• [Task instructions]: A line qualifies if it holds the string "tight". Copy every qualifying line from the records.

....

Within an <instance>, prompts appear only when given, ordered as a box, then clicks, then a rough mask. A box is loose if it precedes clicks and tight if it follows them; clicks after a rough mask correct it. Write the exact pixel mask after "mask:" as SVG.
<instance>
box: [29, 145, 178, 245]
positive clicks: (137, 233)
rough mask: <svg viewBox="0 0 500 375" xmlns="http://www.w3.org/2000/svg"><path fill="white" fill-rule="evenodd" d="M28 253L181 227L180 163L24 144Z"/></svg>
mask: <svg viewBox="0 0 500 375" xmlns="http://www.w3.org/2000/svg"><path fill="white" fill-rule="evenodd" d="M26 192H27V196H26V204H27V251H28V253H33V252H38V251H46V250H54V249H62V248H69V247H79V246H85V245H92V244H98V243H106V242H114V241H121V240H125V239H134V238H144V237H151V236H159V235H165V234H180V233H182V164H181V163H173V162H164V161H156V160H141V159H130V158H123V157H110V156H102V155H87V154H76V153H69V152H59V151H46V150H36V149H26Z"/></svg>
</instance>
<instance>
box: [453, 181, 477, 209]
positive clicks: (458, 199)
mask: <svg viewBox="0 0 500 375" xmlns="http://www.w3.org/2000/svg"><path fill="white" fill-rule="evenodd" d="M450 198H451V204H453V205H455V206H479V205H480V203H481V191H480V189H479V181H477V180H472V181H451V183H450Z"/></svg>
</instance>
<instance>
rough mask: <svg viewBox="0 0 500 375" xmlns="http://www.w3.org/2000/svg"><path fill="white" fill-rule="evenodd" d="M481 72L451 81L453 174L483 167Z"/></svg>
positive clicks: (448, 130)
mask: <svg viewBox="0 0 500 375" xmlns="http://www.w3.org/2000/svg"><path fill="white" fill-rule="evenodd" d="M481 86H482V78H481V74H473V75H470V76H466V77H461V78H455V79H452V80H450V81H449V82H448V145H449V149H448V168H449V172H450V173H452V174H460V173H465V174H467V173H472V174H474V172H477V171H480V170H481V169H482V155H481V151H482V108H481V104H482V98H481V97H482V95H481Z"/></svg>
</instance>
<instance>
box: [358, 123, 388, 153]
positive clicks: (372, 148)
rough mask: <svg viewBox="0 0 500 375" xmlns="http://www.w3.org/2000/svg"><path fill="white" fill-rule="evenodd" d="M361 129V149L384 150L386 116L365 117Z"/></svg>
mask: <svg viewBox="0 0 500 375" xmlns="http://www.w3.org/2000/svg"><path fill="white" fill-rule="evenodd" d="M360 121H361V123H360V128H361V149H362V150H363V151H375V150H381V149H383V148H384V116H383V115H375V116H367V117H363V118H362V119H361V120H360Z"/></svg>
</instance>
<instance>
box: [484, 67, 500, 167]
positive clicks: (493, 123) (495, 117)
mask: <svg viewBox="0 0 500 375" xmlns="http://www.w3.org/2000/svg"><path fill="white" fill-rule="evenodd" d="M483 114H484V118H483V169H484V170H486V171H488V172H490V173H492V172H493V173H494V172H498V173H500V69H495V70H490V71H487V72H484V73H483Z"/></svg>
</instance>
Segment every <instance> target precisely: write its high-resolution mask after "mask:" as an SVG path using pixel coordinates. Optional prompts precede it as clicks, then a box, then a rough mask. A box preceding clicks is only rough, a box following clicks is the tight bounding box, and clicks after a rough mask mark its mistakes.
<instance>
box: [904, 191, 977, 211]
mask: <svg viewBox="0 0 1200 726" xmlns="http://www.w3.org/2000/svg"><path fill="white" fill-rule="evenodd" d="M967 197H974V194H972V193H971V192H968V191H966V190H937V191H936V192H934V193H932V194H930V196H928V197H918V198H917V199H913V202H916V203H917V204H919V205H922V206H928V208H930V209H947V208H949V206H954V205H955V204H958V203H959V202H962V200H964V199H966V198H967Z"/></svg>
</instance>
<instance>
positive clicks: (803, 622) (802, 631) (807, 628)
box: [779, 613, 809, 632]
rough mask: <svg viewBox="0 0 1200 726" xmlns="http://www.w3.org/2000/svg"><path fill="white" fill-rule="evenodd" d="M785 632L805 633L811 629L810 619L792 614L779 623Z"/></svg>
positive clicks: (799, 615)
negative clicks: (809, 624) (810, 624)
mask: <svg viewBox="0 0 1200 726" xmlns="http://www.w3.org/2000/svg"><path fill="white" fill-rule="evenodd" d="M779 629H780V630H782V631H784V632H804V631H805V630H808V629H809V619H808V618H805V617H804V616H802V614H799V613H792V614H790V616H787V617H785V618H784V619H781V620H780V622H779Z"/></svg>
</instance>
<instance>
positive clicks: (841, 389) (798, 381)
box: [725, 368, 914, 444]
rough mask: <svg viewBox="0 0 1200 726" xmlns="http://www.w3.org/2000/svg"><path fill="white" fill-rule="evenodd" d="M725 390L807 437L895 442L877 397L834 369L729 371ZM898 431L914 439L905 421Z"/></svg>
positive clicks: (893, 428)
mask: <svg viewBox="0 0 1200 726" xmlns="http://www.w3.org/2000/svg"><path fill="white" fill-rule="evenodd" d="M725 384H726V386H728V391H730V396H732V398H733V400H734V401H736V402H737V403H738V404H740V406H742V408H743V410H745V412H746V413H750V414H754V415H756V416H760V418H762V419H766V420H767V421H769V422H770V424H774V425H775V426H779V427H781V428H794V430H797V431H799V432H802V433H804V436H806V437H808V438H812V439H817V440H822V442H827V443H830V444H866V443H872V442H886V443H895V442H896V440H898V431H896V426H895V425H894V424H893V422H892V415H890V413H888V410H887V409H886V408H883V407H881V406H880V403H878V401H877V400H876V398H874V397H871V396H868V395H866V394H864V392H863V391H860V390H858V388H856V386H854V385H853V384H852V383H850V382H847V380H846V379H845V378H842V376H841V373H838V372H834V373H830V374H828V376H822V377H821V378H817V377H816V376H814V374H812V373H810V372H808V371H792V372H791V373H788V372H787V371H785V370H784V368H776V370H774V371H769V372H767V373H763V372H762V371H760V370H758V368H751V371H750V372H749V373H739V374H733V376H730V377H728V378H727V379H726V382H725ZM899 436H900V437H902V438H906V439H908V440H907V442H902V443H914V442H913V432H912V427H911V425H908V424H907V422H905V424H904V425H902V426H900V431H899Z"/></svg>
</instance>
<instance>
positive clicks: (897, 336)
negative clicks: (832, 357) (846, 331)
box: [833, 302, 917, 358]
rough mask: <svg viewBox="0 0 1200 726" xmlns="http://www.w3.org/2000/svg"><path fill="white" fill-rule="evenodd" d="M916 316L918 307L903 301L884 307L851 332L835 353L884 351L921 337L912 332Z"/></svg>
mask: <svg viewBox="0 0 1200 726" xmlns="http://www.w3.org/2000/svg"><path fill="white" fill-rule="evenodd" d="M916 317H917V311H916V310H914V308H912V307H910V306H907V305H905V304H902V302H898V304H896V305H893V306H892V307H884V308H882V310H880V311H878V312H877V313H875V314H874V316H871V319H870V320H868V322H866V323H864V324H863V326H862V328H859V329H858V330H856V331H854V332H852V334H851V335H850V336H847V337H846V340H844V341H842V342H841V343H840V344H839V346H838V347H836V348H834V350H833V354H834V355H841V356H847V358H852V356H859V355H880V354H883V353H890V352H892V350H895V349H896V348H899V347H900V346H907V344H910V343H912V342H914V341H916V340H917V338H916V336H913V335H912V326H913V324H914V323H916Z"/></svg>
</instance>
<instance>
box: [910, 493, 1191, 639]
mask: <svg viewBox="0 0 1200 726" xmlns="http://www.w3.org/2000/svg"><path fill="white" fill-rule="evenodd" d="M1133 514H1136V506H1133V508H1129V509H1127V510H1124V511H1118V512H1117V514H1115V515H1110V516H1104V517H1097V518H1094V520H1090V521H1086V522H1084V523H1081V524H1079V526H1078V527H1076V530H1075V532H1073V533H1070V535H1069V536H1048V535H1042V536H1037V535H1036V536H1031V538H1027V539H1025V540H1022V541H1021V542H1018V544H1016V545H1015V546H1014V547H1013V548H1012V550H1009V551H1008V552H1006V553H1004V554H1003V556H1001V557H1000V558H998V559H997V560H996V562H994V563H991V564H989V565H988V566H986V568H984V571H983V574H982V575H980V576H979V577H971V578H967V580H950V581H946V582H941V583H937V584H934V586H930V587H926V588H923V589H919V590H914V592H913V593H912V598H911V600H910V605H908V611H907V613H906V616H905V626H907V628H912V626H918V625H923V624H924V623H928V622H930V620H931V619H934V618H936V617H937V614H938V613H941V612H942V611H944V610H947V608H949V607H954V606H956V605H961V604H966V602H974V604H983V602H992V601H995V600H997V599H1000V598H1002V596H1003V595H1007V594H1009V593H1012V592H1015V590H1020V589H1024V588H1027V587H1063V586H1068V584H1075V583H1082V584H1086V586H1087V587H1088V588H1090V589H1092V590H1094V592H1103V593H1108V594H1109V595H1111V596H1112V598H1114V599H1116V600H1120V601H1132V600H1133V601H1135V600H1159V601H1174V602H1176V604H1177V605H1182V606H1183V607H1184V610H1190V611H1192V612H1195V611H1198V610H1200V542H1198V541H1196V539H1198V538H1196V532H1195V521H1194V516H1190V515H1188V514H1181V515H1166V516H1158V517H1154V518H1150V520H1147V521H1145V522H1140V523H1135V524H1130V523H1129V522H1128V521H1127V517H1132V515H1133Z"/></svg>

....

• [Task answer]:
Within an <instance>, prompts appear only when given, ordered as a box, then clicks, then a rough mask. A box is loose if it precedes clicks and tight if it follows them; clicks after a rough mask correct it. Write the exact pixel mask after "mask:" as SVG.
Segment every <instance> target precisely: write its high-resolution mask after "mask:" as an SVG path using pixel coordinates. Optional prompts precede it as clicks, then a box, then a rough mask. A box preceding clicks is only rough, a box following clicks is the tight bounding box, and clicks after a rough mask mark its mistakes.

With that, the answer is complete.